Detection examples:
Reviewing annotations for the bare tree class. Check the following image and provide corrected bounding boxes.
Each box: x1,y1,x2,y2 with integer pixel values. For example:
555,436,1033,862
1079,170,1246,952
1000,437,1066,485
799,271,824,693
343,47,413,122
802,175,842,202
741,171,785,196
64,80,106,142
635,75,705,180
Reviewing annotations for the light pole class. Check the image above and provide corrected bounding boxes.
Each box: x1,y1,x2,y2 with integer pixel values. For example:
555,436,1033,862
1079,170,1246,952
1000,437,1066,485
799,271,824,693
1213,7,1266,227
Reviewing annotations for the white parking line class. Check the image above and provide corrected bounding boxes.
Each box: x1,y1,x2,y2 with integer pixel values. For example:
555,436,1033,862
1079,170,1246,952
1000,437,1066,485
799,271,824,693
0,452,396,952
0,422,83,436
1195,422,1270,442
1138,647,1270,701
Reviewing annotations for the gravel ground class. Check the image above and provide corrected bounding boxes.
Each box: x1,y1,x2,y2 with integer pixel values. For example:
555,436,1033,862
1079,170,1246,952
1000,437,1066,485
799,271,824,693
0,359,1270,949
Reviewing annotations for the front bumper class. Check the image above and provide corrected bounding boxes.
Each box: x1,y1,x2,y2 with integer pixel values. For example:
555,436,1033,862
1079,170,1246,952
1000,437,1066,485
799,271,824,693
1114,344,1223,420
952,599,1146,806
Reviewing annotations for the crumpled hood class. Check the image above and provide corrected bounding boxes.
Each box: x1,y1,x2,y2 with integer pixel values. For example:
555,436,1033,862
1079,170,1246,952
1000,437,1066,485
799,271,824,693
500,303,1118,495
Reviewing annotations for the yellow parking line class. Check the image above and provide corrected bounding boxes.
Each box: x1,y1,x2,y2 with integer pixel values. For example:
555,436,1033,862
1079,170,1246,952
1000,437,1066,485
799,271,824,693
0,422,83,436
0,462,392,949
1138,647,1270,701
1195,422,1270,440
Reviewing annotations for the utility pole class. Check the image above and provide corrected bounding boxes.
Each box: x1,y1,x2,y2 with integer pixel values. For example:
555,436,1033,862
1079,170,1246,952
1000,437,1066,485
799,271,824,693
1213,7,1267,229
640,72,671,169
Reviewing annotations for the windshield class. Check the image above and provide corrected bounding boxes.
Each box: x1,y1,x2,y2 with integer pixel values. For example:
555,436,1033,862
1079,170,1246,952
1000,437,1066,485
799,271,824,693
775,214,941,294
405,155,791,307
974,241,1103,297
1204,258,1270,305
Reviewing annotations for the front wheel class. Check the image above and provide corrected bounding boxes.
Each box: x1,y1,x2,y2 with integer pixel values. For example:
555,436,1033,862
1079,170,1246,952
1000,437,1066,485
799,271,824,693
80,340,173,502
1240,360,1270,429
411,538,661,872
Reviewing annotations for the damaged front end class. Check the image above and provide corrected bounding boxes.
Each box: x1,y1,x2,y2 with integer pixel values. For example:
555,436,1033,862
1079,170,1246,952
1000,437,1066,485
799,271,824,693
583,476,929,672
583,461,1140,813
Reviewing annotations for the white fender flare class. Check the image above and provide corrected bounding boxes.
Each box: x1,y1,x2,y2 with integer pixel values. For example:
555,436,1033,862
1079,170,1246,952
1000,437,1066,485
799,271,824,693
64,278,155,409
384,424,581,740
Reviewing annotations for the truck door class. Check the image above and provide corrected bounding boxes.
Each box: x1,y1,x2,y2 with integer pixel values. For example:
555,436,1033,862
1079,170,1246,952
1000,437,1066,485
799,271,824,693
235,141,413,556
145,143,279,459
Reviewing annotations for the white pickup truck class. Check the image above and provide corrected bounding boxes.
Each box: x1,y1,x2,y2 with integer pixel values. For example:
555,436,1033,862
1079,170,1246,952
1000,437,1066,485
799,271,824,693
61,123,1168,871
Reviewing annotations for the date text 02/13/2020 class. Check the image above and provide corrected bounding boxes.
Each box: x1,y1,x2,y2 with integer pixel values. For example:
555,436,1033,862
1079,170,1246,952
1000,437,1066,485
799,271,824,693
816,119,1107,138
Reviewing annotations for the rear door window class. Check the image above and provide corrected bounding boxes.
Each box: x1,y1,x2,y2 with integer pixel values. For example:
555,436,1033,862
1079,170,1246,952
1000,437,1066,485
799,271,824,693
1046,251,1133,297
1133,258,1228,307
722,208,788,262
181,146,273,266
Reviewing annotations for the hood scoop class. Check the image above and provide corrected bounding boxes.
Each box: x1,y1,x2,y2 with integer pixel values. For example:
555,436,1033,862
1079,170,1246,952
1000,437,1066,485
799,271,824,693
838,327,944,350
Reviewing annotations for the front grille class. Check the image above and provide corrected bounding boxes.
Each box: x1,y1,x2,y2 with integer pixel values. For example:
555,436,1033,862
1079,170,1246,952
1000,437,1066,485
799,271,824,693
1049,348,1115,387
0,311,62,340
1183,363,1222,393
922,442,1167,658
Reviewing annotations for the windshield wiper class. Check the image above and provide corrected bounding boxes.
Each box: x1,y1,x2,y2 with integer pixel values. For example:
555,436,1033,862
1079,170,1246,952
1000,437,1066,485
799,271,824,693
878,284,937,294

-- PROBLEM --
Write out every line of the listing above, word for word and with nothing changed.

-- FULL OUTPUT --
Reviewing annotations for the bare tree class. Check the following image and provide corrected bounding boxes.
Each box: x1,y1,x2,y2 with integer pixel values. For example:
555,436,1033,862
1079,170,1246,952
1000,437,1066,485
799,271,824,693
343,47,413,122
802,175,842,202
741,171,785,196
64,80,106,142
635,75,705,180
Reviewing annotations for the light pole class. Check the image above and provide corrected bounding boxes.
Each box: x1,y1,x2,y2 with integer pixel values. For example:
555,436,1033,862
1079,170,1246,952
1000,437,1066,485
799,271,824,693
1213,7,1266,227
Reviewing annotations for the white parking line class. Check the image above and provide corrected bounding boxes.
Each box: x1,y1,x2,y2 with integer pixel values. For example:
555,436,1033,862
1079,170,1246,952
1000,437,1066,485
799,271,824,693
0,452,396,952
0,422,83,436
1195,422,1270,442
1138,647,1270,701
Reviewing annotations for the gravel ground class. Check the image above and provide corrected bounding boxes.
Each box: x1,y1,x2,y2 with integer pixel values. For example:
555,436,1033,862
1079,170,1246,952
1000,437,1066,485
799,271,824,693
0,359,1270,949
Reviewing annotations for the front bumper class. Check the image above and provide corrected bounding boxes.
Each box: x1,y1,x2,y2 with integer pixel values. For example:
555,436,1033,862
1079,170,1246,952
1000,437,1066,485
799,271,824,693
1114,344,1223,420
952,599,1146,806
Reviewing annotations for the crumpled hood class. Check the image above and provide corrected bounding boxes.
Each box: x1,y1,x2,y2 with integer pixel values. For example:
555,436,1033,862
1079,170,1246,952
1000,437,1066,485
799,271,824,693
500,303,1118,495
Reviewing annotations for the yellow parking line class. Check the image above and provide corrected bounding boxes.
Each box: x1,y1,x2,y2 with integer pixel values. For example:
555,436,1033,862
1079,170,1246,952
1000,437,1066,485
799,271,824,693
0,422,83,436
0,462,392,949
1138,647,1270,701
1195,422,1270,440
Reviewing annotations for the utility pole class. Check the image above and provide corrected bounding boxes.
Each box: x1,y1,x2,y2 with integer pixel values. For example:
555,436,1033,862
1079,170,1246,952
1000,437,1066,485
799,271,824,693
1213,7,1267,229
640,72,671,169
Reviewing annotations for the windshield class. Check the image above and provide corrected bounding boxes.
Each box: x1,y1,x2,y2 with integer pixel values. For example:
555,436,1033,862
1079,170,1246,952
1000,437,1066,485
799,271,824,693
775,214,941,294
405,155,791,307
974,241,1103,297
1204,258,1270,305
Reviewing annotations for the front wheel class. Check the image above and provide corrected bounding boxes.
Each box: x1,y1,x2,y2 with integer pixel values. For example:
555,436,1033,862
1079,170,1246,952
1000,437,1066,485
799,271,824,693
80,340,173,502
1240,360,1270,429
411,538,661,872
Reviewing annotations for the damaged front end class. Check the image above and provide corrected bounding boxes.
Each box: x1,y1,x2,y2 with integer pixel values. For example:
555,436,1033,862
1079,170,1246,952
1000,437,1066,485
799,271,824,693
583,476,929,672
583,461,1140,813
Reviewing annotations for the white fender flare class. Check the image above and provide corrected bounding boxes.
Each box: x1,y1,x2,y2 with integer pixel values. For example:
555,436,1033,862
1079,170,1246,952
1000,437,1066,485
799,271,824,693
64,278,155,409
384,424,581,740
Reviewing annotations for the truck door class. Check the image above and provide corrected bounding boxes.
Each box: x1,y1,x2,y2 with integer pixel values. For example:
555,436,1033,862
1079,170,1246,952
1000,437,1066,485
799,271,824,693
235,141,413,556
145,143,279,459
Reviewing annotations for the white pickup truck class. Check the image above and provide corrected bounding boxes.
Each box: x1,y1,x2,y2 with integer pixel values. For example:
555,436,1033,862
1079,170,1246,952
1000,437,1066,485
799,271,824,693
61,123,1168,871
Reviewing annotations for the date text 02/13/2020 class. Check the image above and provide corrected bounding boxes.
Each box: x1,y1,x2,y2 with integer pixel values. For example:
555,436,1033,862
1079,170,1246,952
1000,437,1066,485
799,271,824,693
816,119,1107,138
Reviewing annotations for the rear door window class. Check the image above and provide corrected bounding boxes.
Each box: x1,y1,x2,y2 with integer pixel values. For example:
555,436,1033,862
1079,170,1246,952
1000,437,1066,485
799,271,824,693
1046,251,1133,297
1133,258,1228,307
722,208,788,262
181,146,273,266
Reviewing annotations for the hood scoop class. Check the image above and provide corrected bounding boxes.
Each box: x1,y1,x2,y2 with integer pixel values. For example:
555,436,1033,862
1079,170,1246,952
1000,437,1066,485
799,271,824,693
838,327,944,350
Reviewing annotations for the front grille class. Check the image above and provide corrected bounding boxes.
Each box: x1,y1,x2,y2 with integer pixel values. For example:
555,436,1033,862
1079,170,1246,952
1000,437,1066,485
799,271,824,693
1049,348,1115,387
0,311,62,340
1183,363,1222,393
922,442,1167,658
Reviewing annotations for the windshield wiper class. Check the image above and provide corrected bounding boxes.
Each box: x1,y1,x2,y2 with integer pixel values. For example:
555,436,1033,862
1079,170,1246,952
1000,437,1066,485
799,271,824,693
878,284,937,294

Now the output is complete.